• [Work to complete]: Render every line of the rows below as a JSON list of strings, one string per line, with blank lines skipped and the pictures left out.

• [Records]:

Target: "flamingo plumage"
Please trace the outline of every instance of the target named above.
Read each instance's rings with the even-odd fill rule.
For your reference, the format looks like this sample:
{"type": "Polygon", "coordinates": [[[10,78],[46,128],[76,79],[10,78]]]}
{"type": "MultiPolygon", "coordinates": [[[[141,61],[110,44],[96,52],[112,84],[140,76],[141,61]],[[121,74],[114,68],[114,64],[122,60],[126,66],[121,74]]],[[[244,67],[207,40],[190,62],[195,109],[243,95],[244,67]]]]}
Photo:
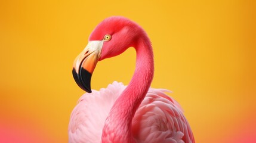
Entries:
{"type": "Polygon", "coordinates": [[[74,62],[75,80],[88,93],[72,113],[69,142],[195,142],[180,104],[165,94],[168,90],[150,88],[153,63],[149,38],[137,24],[122,17],[100,23],[74,62]],[[114,82],[99,91],[91,91],[91,77],[97,61],[129,47],[137,54],[129,85],[114,82]]]}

• [Correct result]:
[
  "Target: \"flamingo plumage\"",
  "Please trace the outline of every instance of the target named above.",
  "Read each instance's rings with the even-odd fill rule.",
  "For your reference, the format looks like this sample:",
  "{\"type\": \"Polygon\", \"coordinates\": [[[10,78],[46,128],[76,79],[10,78]]]}",
  "{\"type\": \"MultiPolygon\", \"coordinates\": [[[[141,61],[110,44],[96,52],[112,84],[140,76],[141,61]],[[121,74],[114,68],[114,64],[122,60],[126,66],[121,74]]],[[[244,67],[207,40],[190,62],[195,109],[243,95],[244,67]]]]}",
  "Photo:",
  "Entries:",
  "{\"type\": \"Polygon\", \"coordinates\": [[[74,62],[75,80],[88,93],[72,113],[69,142],[195,142],[180,104],[165,94],[168,90],[150,88],[153,63],[149,38],[137,24],[122,17],[100,23],[74,62]],[[114,82],[99,91],[91,91],[91,77],[97,61],[129,47],[137,54],[129,85],[114,82]]]}"
]